─── Input data ───

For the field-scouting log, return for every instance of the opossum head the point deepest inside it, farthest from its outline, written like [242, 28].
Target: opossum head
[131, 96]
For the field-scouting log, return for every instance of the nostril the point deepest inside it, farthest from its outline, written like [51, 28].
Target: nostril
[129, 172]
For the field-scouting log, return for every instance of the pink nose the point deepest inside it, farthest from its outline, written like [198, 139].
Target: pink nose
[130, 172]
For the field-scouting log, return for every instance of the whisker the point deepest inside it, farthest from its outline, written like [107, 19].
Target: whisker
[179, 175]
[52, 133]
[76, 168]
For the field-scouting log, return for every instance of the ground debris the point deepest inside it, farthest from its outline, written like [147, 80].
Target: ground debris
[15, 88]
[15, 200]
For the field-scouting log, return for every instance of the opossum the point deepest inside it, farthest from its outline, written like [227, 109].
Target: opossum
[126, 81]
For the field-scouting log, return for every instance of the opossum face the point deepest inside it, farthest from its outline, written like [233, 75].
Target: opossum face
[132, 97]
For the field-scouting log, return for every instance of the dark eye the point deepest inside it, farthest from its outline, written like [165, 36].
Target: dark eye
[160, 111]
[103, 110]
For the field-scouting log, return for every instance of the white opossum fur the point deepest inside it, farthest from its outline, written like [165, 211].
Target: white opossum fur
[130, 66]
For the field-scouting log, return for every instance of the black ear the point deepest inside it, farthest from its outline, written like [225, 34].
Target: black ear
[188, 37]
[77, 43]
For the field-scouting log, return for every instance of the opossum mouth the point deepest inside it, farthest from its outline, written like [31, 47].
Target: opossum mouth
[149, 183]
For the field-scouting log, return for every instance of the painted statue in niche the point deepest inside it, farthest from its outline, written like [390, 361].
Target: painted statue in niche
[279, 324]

───

** Exercise **
The records above are to be restated word for word.

** Exercise response **
For the field-scouting log, return for every instance of the opossum head the point deepest inside it, farthest from its outline, written like [242, 28].
Target: opossum head
[131, 96]
For the field-scouting log, return for every instance of the nostril the point deepest inside it, farthest from its outline, written like [51, 28].
Target: nostril
[129, 172]
For the field-scouting log, return for every instance of the pink nose the point deepest inside it, farthest from its outline, written like [198, 139].
Target: pink nose
[130, 172]
For the field-scouting log, return for every instance of the whisker the point deepest inside it, farthest from its outline, written like [107, 19].
Target: whisker
[179, 175]
[52, 133]
[76, 168]
For the field-scouting log, return for every instance of the ground debris the point deepest inside it, farthest from its outline, written like [147, 80].
Target: ground debris
[15, 88]
[15, 200]
For the field-scouting log, return for every instance of the opossum the point deepest inside it, farthest from its outline, written like [227, 109].
Target: opossum
[126, 81]
For the field-scouting log, return for every instance of the opossum face the point deepest inside it, farthest from its outline, written like [233, 75].
Target: opossum face
[132, 97]
For the field-scouting log, return for every instance of the dark eye the point deepest inside it, farthest from its outline, written like [165, 36].
Target: dark eye
[160, 111]
[103, 110]
For the field-scouting log, return for every instance of the white opossum fur the point deepest inside it, farthest from its outline, written like [165, 211].
Target: white opossum fur
[130, 66]
For the field-scouting log, return for every instance of the black ear the point deepest inside it, farthest from its outline, written like [225, 34].
Target: black ear
[188, 37]
[77, 43]
For the field-scouting log, return for every instance of the opossum mouth the point deepest inside it, farthest from its outline, written like [31, 47].
Target: opossum mouth
[149, 183]
For the field-scouting log, return for every instance of the painted statue in niche the point deepest inside it, farthest from its outline, written like [390, 361].
Target: painted statue in niche
[279, 324]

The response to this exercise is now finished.